Materials provided »
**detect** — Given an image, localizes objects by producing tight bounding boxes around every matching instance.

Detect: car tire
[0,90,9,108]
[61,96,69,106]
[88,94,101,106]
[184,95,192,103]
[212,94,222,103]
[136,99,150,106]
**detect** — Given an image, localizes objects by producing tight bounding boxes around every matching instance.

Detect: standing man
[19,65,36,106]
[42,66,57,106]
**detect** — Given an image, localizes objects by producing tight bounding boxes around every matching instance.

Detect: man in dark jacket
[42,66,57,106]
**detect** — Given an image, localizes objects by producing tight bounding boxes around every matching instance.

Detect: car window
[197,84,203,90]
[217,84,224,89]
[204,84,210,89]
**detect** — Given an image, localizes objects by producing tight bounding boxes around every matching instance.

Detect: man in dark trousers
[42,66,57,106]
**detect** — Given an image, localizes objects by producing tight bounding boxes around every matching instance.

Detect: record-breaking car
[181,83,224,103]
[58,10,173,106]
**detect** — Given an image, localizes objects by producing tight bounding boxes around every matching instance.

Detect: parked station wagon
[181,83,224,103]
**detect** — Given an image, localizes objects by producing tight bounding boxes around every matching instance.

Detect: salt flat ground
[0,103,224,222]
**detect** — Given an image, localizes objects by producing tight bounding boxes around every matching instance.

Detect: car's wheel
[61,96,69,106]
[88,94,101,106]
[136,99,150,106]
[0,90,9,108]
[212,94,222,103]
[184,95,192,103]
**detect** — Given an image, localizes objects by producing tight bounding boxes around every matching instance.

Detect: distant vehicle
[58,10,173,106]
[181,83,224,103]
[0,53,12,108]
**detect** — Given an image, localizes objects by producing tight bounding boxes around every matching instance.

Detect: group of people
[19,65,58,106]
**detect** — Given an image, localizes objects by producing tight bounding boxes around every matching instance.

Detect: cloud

Objective »
Rewrite the records, changing each "man" to "person" and leaving everything else as it is.

Task answer »
**detect** — Given an image, localizes objects by producing tight bounding boxes around every matching instance.

Detect: car tire
[0,90,9,108]
[61,96,69,106]
[88,94,101,106]
[184,95,192,103]
[212,94,222,103]
[136,99,150,106]
**detect** — Given an image, localizes objects by producing tight bounding boxes around every matching instance.

Detect: standing person
[19,65,36,106]
[42,66,57,106]
**detect** — Given an image, localizes objects by producing tight bounding boxes around every matching instance.

Detect: person in dark jacket
[42,66,57,106]
**detect** — Given an image, localizes objects by producing tight bounding boxes around every matching instance.

Detect: car window
[197,84,203,90]
[217,84,224,89]
[204,84,210,89]
**detect** — Given an image, localizes objects by producing tight bounding boxes around every matching instance.

Detect: person in dark trousers
[42,66,57,106]
**detect** — Given an image, localizes objects by producing tight bounding boxes around every matching instance.

Detect: record-breaking car
[181,83,224,103]
[58,10,173,106]
**detect** — Given an image, localizes objects by producing tight bounding boxes around every matching instance.

Detect: parked station wagon
[181,83,224,103]
**detect** — Given an image, localizes objects by producing tight bounding boxes around every matching instance.

Detect: salt flat ground
[0,103,224,222]
**detect** — Given an image, localizes objects by producing tight bounding boxes around every matching instance.

Detect: car's wheel
[61,96,69,106]
[88,94,101,106]
[136,99,150,106]
[0,90,9,108]
[212,94,222,103]
[184,95,192,103]
**detect** — Given an image, localizes objects by producing tight bounding boxes around every matching instance.

Detect: distant vehicle
[58,10,173,106]
[181,83,224,103]
[0,53,12,108]
**detect** — Given an image, localizes objects by producing tight bounding boxes around every matching instance.

Detect: group of people
[19,65,58,106]
**detect** — Given an image, localizes objects by producing tight bounding boxes around every matching instance.

Detect: cloud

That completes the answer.